◆ Task to complete ◆
Below are some records. Return exactly the lines from the one with "Query: scissor handle ring" to the one with "the dark background", and nothing else.

◆ Records from a collection ◆
════════════════════

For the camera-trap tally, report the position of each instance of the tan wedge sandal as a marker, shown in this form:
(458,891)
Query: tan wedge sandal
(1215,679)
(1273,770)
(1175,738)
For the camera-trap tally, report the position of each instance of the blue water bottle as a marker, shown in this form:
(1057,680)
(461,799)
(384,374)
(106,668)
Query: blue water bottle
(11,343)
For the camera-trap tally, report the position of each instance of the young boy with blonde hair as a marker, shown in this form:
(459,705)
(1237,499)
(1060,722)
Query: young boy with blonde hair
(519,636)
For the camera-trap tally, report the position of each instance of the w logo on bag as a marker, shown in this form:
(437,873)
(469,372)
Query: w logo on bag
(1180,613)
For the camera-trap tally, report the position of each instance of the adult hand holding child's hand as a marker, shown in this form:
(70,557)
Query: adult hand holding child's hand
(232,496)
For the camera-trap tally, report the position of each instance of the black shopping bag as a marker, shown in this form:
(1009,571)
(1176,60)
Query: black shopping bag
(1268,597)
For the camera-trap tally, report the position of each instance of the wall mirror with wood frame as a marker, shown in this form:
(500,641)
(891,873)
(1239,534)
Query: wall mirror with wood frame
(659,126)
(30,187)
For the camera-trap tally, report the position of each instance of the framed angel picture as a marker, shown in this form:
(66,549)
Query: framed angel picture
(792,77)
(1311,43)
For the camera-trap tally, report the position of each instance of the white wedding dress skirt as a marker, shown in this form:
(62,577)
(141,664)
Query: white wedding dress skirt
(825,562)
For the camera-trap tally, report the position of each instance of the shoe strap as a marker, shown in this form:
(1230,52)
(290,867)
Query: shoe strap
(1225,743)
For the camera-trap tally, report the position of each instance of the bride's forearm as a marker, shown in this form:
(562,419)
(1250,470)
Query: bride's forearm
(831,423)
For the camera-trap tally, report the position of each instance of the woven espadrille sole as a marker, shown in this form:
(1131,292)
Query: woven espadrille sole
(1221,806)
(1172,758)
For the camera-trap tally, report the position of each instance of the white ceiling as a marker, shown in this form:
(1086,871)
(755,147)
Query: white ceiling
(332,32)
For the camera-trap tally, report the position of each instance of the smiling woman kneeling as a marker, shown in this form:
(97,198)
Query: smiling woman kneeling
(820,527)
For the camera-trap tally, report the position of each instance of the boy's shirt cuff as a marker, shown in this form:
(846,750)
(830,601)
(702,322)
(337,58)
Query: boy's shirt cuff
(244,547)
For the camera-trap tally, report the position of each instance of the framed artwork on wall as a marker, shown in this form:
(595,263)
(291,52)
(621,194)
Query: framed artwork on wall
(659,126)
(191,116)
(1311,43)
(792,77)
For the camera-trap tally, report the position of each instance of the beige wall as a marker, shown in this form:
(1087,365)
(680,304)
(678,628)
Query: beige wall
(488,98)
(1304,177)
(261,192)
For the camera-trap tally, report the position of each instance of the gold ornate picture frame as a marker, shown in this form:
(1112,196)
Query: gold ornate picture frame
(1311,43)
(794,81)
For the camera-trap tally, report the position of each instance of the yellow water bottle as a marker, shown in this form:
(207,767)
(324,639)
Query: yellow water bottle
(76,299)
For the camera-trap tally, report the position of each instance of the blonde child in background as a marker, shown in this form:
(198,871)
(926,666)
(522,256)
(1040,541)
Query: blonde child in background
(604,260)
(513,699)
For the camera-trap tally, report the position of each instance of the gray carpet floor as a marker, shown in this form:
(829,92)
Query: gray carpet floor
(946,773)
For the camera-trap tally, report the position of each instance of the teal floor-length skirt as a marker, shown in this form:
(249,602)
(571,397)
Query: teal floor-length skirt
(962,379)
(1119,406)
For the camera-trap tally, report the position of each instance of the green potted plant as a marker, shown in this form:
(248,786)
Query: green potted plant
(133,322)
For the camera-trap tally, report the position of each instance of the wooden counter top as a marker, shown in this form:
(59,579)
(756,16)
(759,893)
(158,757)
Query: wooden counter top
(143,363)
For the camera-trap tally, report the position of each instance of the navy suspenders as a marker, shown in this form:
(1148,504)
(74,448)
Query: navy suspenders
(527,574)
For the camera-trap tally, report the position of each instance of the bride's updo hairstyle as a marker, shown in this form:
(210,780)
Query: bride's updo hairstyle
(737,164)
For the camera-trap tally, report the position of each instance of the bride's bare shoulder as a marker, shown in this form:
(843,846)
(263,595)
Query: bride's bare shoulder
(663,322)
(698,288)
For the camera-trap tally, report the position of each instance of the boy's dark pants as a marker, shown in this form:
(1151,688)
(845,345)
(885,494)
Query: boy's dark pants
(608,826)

════════════════════

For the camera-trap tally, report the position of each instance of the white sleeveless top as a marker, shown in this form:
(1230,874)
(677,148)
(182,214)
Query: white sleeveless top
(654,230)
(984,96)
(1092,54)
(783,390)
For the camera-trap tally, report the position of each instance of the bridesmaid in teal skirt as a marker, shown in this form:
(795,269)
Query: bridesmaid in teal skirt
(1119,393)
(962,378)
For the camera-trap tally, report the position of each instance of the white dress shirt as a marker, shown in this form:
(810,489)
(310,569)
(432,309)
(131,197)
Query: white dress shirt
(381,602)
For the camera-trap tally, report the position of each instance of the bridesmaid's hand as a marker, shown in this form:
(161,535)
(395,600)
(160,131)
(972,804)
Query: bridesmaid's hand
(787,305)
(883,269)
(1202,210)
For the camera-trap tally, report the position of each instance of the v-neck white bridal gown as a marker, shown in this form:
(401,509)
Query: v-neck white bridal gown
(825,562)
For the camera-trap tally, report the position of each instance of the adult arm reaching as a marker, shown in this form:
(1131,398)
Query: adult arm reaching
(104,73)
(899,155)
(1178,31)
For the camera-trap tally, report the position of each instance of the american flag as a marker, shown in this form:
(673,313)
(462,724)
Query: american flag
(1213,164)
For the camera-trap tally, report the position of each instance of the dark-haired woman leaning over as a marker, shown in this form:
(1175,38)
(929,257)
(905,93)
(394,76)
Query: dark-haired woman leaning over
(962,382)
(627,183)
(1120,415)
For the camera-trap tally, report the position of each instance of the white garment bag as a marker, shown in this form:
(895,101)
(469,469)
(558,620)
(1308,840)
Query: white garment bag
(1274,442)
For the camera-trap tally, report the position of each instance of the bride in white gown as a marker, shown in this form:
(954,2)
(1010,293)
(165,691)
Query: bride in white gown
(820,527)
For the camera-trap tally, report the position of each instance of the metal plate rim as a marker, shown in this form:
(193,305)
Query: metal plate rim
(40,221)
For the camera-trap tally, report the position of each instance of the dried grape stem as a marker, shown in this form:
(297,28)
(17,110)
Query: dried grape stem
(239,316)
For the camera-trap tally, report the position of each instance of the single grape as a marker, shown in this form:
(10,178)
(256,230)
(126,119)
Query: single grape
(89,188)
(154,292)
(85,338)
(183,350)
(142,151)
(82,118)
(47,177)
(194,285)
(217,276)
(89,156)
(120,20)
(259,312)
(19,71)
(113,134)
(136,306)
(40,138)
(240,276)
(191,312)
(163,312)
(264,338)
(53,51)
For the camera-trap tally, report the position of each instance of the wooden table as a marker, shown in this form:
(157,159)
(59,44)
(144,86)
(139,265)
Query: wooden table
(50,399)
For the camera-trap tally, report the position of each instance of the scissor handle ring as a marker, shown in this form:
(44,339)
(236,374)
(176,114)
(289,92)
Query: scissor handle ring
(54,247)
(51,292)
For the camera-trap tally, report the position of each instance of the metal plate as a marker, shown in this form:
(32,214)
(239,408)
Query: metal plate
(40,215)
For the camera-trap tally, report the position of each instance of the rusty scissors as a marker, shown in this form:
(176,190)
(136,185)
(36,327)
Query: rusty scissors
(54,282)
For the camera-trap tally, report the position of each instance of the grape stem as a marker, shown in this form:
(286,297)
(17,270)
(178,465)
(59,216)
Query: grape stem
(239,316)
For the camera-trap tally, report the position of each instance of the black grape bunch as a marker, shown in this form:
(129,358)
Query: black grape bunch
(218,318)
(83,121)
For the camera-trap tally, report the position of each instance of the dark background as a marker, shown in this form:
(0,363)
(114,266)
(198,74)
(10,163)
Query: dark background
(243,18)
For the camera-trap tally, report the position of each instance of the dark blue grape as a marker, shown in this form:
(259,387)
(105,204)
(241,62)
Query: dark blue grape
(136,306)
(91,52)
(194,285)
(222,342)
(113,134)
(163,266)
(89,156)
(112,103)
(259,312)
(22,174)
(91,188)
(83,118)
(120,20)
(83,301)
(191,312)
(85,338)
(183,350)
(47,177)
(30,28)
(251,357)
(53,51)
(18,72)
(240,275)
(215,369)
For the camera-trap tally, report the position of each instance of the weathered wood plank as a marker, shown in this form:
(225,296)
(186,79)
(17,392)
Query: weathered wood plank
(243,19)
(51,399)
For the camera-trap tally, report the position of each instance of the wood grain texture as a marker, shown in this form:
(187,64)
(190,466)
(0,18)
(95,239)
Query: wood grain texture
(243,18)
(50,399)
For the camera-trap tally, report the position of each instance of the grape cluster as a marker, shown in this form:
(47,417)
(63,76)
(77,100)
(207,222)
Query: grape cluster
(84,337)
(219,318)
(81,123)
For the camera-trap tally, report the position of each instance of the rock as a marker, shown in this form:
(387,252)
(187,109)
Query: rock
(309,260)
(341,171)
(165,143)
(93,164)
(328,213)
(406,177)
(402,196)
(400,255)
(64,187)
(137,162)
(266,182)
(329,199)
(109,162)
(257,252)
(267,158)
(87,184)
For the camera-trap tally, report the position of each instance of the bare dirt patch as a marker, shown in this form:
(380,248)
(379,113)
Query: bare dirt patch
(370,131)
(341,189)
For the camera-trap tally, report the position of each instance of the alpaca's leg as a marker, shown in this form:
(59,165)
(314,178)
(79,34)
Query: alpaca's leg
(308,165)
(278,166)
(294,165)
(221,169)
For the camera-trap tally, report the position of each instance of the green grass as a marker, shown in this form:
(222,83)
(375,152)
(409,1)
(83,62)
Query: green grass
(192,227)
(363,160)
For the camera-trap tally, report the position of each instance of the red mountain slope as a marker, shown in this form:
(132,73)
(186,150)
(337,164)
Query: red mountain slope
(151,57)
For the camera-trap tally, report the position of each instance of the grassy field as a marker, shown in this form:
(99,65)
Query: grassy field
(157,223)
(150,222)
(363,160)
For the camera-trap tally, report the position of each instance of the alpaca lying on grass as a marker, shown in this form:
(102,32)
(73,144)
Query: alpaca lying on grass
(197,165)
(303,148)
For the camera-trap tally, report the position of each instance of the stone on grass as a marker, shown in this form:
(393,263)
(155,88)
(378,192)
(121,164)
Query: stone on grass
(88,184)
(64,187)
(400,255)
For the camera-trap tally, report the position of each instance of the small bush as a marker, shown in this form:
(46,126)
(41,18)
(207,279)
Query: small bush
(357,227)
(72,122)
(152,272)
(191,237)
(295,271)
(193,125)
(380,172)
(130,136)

════════════════════

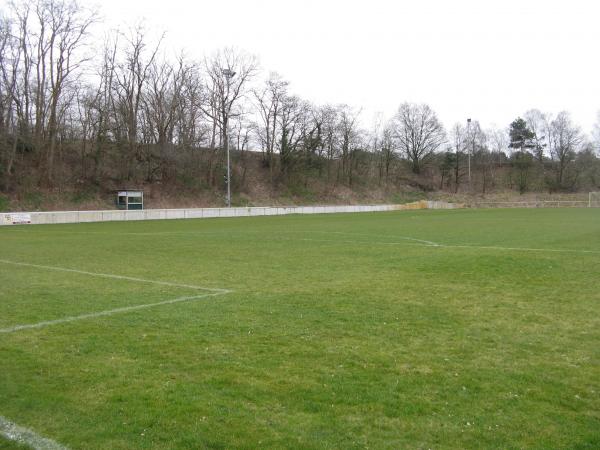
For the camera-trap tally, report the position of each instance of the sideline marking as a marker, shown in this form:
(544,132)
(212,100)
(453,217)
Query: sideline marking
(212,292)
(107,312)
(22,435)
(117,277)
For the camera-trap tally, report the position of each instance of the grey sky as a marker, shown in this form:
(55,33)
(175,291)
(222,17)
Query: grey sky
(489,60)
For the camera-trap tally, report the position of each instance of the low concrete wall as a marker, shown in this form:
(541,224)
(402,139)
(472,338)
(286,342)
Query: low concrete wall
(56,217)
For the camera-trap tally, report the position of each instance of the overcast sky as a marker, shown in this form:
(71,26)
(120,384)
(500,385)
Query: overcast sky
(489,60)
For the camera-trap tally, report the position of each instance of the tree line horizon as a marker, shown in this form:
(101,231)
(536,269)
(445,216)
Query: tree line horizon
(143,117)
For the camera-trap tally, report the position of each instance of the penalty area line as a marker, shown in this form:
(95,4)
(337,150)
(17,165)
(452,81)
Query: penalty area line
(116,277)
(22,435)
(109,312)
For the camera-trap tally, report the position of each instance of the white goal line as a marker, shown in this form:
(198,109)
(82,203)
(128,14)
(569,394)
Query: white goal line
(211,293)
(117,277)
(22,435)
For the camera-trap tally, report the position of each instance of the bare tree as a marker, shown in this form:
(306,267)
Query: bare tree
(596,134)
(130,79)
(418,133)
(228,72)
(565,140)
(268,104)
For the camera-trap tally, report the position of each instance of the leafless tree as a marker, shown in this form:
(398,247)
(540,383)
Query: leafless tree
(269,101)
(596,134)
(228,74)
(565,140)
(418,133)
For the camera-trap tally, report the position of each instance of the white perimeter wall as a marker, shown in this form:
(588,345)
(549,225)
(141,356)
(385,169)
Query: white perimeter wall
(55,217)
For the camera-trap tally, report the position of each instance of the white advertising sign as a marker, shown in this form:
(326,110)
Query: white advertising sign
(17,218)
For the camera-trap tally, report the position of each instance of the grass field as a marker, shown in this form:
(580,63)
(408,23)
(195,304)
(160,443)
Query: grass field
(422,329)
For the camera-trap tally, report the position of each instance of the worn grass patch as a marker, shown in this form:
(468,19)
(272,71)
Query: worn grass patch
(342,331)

════════════════════

◆ Your response ◆
Query: scissor handle ring
(54,247)
(51,292)
For the camera-trap tally, report the position of each instance of the metal plate as a marker, shown in this form:
(32,214)
(239,408)
Query: metal plate
(40,215)
For the camera-trap tally, report the position of each instance of the rusty scissors as a marker, shown in this form:
(176,190)
(136,185)
(36,327)
Query: rusty scissors
(54,282)
For the camera-trap tally, report the position of each instance of the grape stem as a marker, shown in this form:
(286,297)
(17,270)
(178,465)
(59,216)
Query: grape stem
(239,316)
For the camera-trap tally, report the position of each instance of the black grape bunch as a marker, shown in this form:
(129,358)
Query: black grape bunch
(218,318)
(83,121)
For the camera-trap tally, report the position of each instance of the dark background as a marker, shown in this form:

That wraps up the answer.